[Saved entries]
"""

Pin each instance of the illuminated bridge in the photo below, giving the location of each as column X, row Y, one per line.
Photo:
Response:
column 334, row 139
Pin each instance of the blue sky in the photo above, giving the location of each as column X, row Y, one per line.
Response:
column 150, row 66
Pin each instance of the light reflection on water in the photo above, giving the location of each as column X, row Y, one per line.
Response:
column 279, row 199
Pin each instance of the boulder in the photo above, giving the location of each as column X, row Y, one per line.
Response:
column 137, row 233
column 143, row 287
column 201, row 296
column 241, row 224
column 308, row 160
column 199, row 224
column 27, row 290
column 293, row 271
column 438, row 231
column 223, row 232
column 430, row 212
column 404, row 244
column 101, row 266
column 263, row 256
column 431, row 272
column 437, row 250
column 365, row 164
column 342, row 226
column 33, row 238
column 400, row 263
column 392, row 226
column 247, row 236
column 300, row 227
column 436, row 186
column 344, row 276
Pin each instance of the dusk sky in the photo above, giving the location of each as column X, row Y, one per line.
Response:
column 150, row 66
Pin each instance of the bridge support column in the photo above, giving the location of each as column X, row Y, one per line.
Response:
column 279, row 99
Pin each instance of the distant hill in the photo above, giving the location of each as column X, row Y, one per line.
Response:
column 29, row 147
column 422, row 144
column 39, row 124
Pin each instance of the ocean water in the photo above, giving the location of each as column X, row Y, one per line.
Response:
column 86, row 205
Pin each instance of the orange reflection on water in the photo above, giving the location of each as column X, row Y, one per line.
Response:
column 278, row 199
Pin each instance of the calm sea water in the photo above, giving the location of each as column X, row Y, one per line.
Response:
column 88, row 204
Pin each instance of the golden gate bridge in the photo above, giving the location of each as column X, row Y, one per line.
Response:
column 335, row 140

"""

* _Work instructions_
Copy out the entries above exactly as given, starting at the top and ending with the line containing "Pin each instance of the calm"; include both and nothing more.

* _Solution for this task_
Pin each instance of the illuminated bridge in the photo below, giving the location of each as column X, row Y, one per line.
Photo:
Response:
column 334, row 139
Pin each instance of the blue sky in the photo above, giving the location of each as column X, row Y, one per line.
Response:
column 150, row 66
Pin each instance of the light reflection on water in the photo above, giving the location of each as column X, row Y, one per line.
Response:
column 279, row 199
Pin each instance of the boulder in the photo above, giving the location of each as column X, row Y, one per line.
Response:
column 137, row 233
column 143, row 287
column 201, row 296
column 241, row 224
column 308, row 160
column 199, row 224
column 27, row 290
column 293, row 271
column 438, row 231
column 223, row 232
column 430, row 212
column 404, row 244
column 101, row 266
column 263, row 256
column 431, row 272
column 437, row 250
column 365, row 164
column 342, row 226
column 33, row 238
column 400, row 263
column 392, row 226
column 247, row 236
column 300, row 227
column 436, row 186
column 344, row 276
Pin each instance of the dusk sky in the photo above, giving the location of each as column X, row Y, one per line.
Response:
column 150, row 66
Pin each instance of the bridge support column in the photo above, giving the location of each as column X, row Y, one per line.
Response:
column 279, row 99
Pin each instance of the distant hill in the photo above, giving the location of each as column X, row Y, one per line.
Response:
column 29, row 147
column 422, row 144
column 39, row 124
Pin each instance of the ocean water in the photo above, giving the location of each as column X, row Y, one per line.
Response:
column 86, row 205
Pin each instance of the orange reflection on water in the photo above, giving the location of each as column X, row Y, one per line.
Response:
column 278, row 199
Pin each instance of the calm sea water in the photo above, giving the location of each as column X, row Y, one per line.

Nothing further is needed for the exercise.